======== Page excerpt
Histograms

In [1]:


from plotnine import (
    ggplot,
    aes,
    after_stat,
    geom_histogram,
    facet_wrap,
    facet_grid,
    coord_flip,
    scale_y_continuous,
    scale_y_sqrt,
    scale_y_log10,
    scale_fill_manual,
    theme_bw,
    theme_xkcd,
)
from plotnine.data import diamonds
from mizani.formatters import percent_format

Visualise the distribution of a variable by dividing the x-axis into bins and counting the number of observations in each bin. Histograms display the counts with bars.

You can define the number of bins (e.g. divide the data five bins) or define the binwidth (e.g. each bin is size 10).

Distributions can be visualised as: * count, * normalised count, * density, * normalised density, * scaled density as a percentage.

In [2]:

diamonds.head(5)

	carat	cut	color	clarity	depth	table	price	x	y	z
0	0.23	Ideal	E	SI2	61.5	55.0	326	3.95	3.98	2.43
1	0.21	Premium	E	SI1	59.8	61.0	326	3.89	3.84	2.31
2	0.23	Good	E	VS1	56.9	65.0	327	4.05	4.07	2.31
3	0.29	Premium	I	VS2	62.4	58.0	334	4.20	4.23	2.63
4	0.31	Good	J	SI2	63.3	58.0	335	4.34	4.35	2.75

Basic Histogram

If you create a basic histogram, you will be prompted to define the binwidth or number of bins.

In [3]:

# Gallery, distributions
(
    ggplot(diamonds, aes(x="carat"))
    + geom_histogram()
)

/Users/hassan/scm/python/plotnine/plotnine/stats/stat_bin.py:108: PlotnineWarning: 'stat_bin()' using 'bins = 142'. Pick better value with 'binwidth'.

You can define the width of the bins, by specifying the binwidth inside geom_histogram().

In [4]:

(
    ggplot(diamonds, aes(x="carat"))
    + geom_histogram(binwidth=0.5)  # specify the binwidth
)

Or you can define the number of bins by specifying bins inside geom_histogram(). Note, the example below uses 10 bins, however you can’t see them all because some of the bins are too small to be noticeable.

In [5]:

(
    ggplot(diamonds, aes(x="carat"))
    + geom_histogram(bins=10)  # specify the number of bins
)

There are different ways to visualise the distribution, you can specify this using the y argument within aes(). In the example below I’m using the default setting: raw count with after_stat('count').

In [6]:

(
    ggplot(
        diamonds,
        aes(
            x="carat",
            y=after_stat("count"),  # specify each bin is a count
        ),
    )
    + geom_histogram(binwidth=0.50)
)

You can normalise the raw count to 1 by using after_stat('ncount'):

In [7]:

(
    ggplot(
        diamonds,
        aes(
            x="carat",
            y=after_stat("ncount"),  # normalise the count to 1
        ),
    )
    + geom_histogram(binwidth=0.50)
)

You can display the density of points in a bin, (this is scaled to integrate to 1) by using after_stat('density'):

In [8]:

(
    ggplot(
        diamonds,
        aes(
            x="carat",
            y=after_stat("density"),  # density
        ),
    )
    + geom_histogram(binwidth=0.50)
)
================
======== Data excerpts
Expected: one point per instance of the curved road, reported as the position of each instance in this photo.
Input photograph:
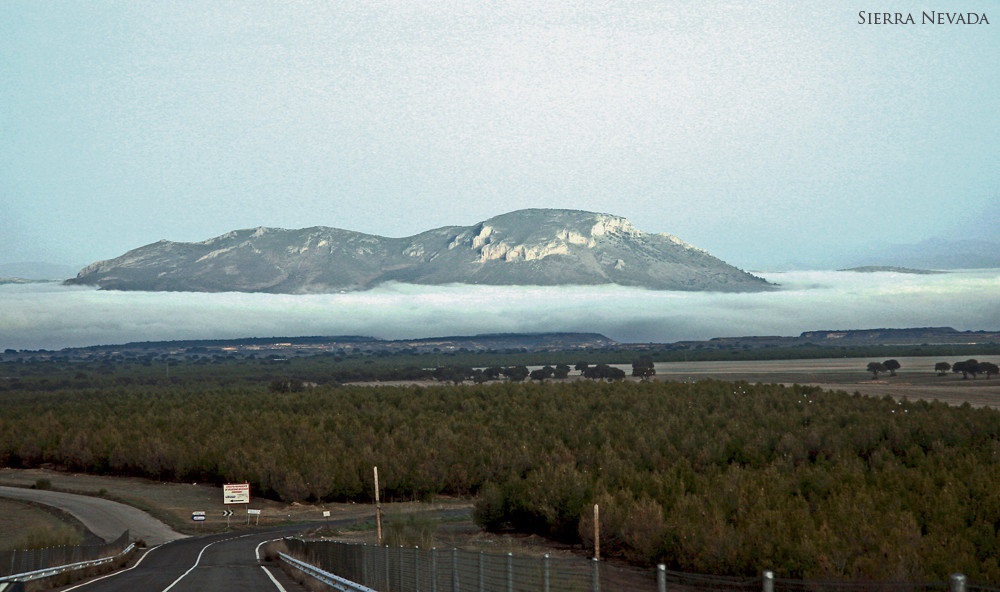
(105, 518)
(210, 563)
(177, 563)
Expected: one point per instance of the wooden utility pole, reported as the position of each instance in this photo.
(597, 534)
(378, 510)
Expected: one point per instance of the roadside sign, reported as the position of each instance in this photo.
(236, 493)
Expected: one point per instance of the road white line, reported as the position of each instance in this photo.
(112, 574)
(196, 561)
(280, 587)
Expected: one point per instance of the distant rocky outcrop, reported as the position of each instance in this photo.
(527, 247)
(891, 269)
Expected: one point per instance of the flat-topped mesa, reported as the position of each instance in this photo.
(525, 247)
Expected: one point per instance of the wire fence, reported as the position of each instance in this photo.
(27, 560)
(411, 569)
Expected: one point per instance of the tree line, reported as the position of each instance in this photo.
(966, 368)
(710, 477)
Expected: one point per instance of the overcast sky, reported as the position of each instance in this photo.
(763, 132)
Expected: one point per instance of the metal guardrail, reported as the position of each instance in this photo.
(325, 577)
(29, 560)
(53, 571)
(411, 569)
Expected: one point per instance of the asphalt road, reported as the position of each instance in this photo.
(105, 518)
(219, 562)
(175, 562)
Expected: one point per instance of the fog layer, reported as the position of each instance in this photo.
(50, 316)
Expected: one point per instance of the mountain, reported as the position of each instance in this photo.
(526, 247)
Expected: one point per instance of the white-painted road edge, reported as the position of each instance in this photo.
(190, 569)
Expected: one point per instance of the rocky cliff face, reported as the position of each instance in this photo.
(527, 247)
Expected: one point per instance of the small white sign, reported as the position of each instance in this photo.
(236, 493)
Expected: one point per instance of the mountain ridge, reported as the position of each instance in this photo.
(524, 247)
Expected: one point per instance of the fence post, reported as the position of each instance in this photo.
(768, 581)
(510, 572)
(957, 583)
(545, 573)
(433, 569)
(386, 555)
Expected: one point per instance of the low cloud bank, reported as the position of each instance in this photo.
(50, 316)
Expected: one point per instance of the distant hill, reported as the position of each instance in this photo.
(938, 254)
(526, 247)
(889, 268)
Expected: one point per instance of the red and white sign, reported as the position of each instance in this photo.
(236, 493)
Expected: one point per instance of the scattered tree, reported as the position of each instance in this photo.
(989, 368)
(643, 367)
(603, 371)
(970, 366)
(516, 373)
(875, 368)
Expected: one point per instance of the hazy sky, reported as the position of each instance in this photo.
(764, 132)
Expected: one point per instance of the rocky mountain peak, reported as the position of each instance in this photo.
(525, 247)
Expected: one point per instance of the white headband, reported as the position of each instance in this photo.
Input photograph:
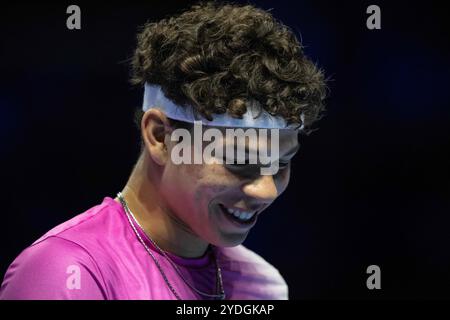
(254, 117)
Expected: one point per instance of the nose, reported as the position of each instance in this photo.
(263, 189)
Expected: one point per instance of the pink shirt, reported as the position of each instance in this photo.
(96, 255)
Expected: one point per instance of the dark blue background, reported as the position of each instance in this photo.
(370, 187)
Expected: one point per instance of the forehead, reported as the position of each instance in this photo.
(287, 139)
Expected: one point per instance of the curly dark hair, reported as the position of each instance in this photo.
(216, 56)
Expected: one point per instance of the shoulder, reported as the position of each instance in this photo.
(254, 271)
(45, 269)
(54, 268)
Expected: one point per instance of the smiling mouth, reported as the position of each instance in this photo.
(242, 217)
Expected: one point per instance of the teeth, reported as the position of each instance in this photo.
(243, 215)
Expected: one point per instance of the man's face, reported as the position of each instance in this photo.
(220, 203)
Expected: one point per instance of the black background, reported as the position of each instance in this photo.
(371, 186)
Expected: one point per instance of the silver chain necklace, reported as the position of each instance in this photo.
(219, 282)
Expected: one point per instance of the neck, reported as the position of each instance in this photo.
(158, 221)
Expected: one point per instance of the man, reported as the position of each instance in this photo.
(176, 229)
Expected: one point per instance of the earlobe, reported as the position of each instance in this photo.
(154, 126)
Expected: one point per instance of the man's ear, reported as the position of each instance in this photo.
(154, 127)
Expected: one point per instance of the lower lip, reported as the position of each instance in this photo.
(237, 224)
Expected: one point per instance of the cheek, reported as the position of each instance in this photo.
(282, 180)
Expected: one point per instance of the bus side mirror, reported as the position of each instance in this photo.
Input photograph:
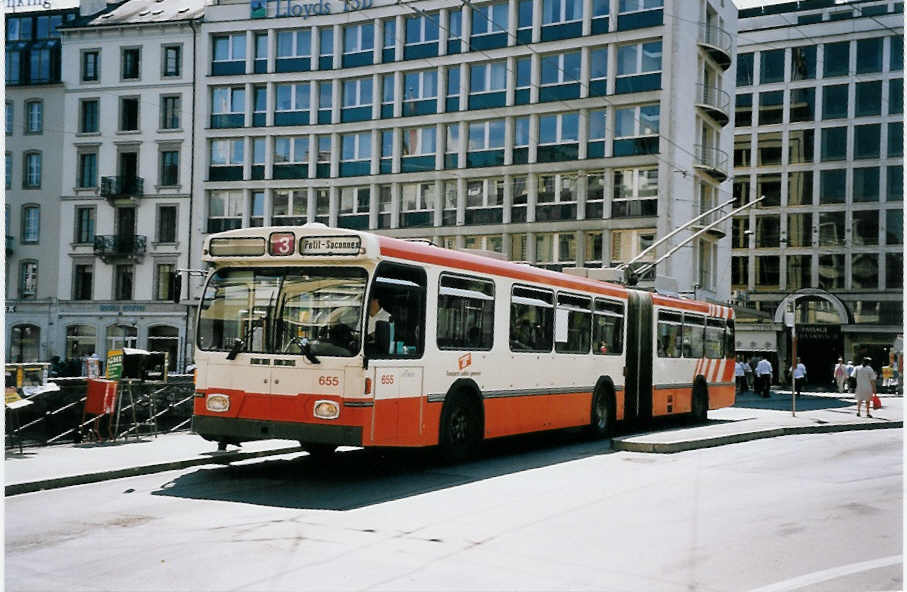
(383, 336)
(176, 286)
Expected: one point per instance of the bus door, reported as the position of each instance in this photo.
(638, 379)
(397, 416)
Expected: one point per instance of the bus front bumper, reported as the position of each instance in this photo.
(234, 431)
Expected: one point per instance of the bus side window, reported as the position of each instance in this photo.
(693, 335)
(714, 339)
(669, 334)
(531, 319)
(465, 313)
(573, 324)
(729, 344)
(608, 328)
(400, 290)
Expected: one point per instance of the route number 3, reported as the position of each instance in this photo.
(282, 243)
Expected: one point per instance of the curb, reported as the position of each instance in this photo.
(672, 447)
(57, 482)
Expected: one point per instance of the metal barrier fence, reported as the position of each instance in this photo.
(57, 417)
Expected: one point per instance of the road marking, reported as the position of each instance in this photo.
(830, 574)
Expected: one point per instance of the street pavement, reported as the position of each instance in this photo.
(751, 418)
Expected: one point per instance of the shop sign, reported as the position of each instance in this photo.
(830, 333)
(284, 8)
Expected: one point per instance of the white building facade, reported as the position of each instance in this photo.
(819, 133)
(35, 126)
(562, 133)
(126, 199)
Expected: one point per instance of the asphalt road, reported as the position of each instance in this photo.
(812, 512)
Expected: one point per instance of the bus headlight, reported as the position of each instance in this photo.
(327, 410)
(217, 402)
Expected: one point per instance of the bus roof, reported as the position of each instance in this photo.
(373, 247)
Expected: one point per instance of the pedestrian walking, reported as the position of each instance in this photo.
(740, 374)
(840, 375)
(798, 374)
(851, 381)
(764, 377)
(865, 378)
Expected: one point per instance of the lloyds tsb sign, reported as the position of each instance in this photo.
(284, 8)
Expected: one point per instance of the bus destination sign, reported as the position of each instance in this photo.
(329, 245)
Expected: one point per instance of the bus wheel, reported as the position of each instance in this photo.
(602, 418)
(700, 403)
(461, 429)
(318, 451)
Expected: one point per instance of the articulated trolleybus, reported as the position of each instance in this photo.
(334, 337)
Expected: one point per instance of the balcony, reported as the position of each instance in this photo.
(715, 102)
(130, 247)
(712, 161)
(122, 187)
(718, 43)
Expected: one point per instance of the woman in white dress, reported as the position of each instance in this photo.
(866, 385)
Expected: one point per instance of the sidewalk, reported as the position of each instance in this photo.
(751, 418)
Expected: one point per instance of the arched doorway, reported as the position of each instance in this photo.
(25, 343)
(820, 317)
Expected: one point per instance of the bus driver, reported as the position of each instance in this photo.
(375, 314)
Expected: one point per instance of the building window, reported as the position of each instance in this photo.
(561, 11)
(31, 178)
(837, 59)
(170, 168)
(170, 112)
(131, 58)
(85, 217)
(90, 65)
(25, 343)
(358, 38)
(228, 48)
(421, 29)
(294, 44)
(635, 193)
(173, 60)
(291, 150)
(80, 341)
(88, 170)
(166, 224)
(129, 114)
(227, 152)
(771, 66)
(869, 55)
(834, 101)
(357, 93)
(34, 117)
(489, 77)
(803, 62)
(82, 281)
(419, 141)
(28, 279)
(355, 147)
(560, 68)
(89, 116)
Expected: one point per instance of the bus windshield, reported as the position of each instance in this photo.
(313, 310)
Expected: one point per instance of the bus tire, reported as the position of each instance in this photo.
(700, 404)
(602, 418)
(461, 428)
(317, 450)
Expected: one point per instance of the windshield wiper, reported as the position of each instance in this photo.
(306, 347)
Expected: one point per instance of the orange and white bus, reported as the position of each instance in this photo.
(335, 337)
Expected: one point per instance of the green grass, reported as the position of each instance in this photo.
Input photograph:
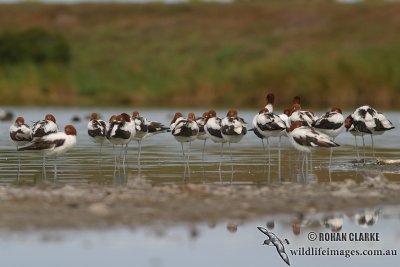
(210, 55)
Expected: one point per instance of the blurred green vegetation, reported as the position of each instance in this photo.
(205, 54)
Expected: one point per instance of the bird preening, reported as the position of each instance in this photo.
(304, 131)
================
Pick up the plotnine histogram tutorial after its last code example and write the next part.

● **Final result**:
The proportion of bins can be shown, in the example below the bin=0.5 accounts for about ~55% of the data:

In [9]:

(
    ggplot(
        diamonds,
        aes(x="carat", y=after_stat("width*density")),  # show proportion
    )
    + geom_histogram(binwidth=0.5)
)

We can also display counts as percentages by using the percent_format() which requires the mizani.formatters library:

In [10]:

(
    ggplot(diamonds, aes(x="carat", y=after_stat("width*density")))
    + geom_histogram(binwidth=0.5)
    + scale_y_continuous(labels=percent_format())  # display labels as a percentage
)

Instead of using stat you can use stat_bin defined within geom_histogram(), this is useful if you want to layer a few different plots in the one figure.

In [11]:

(
    ggplot(diamonds, aes(x="carat"))
    + geom_histogram(binwidth=0.5, alpha=0.5)
    + geom_histogram(binwidth=0.2, alpha=0.5, fill="green")
)

You can also flip the x-y coordinates:

In [12]:

(
    ggplot(diamonds, aes(x="carat", y=after_stat("density")))
    + geom_histogram(binwidth=0.5)
    + coord_flip()
)

You can visualise counts by other variables using fill within aes():

In [13]:

(
    ggplot(diamonds, aes(x="carat", y=after_stat("count"), fill="cut"))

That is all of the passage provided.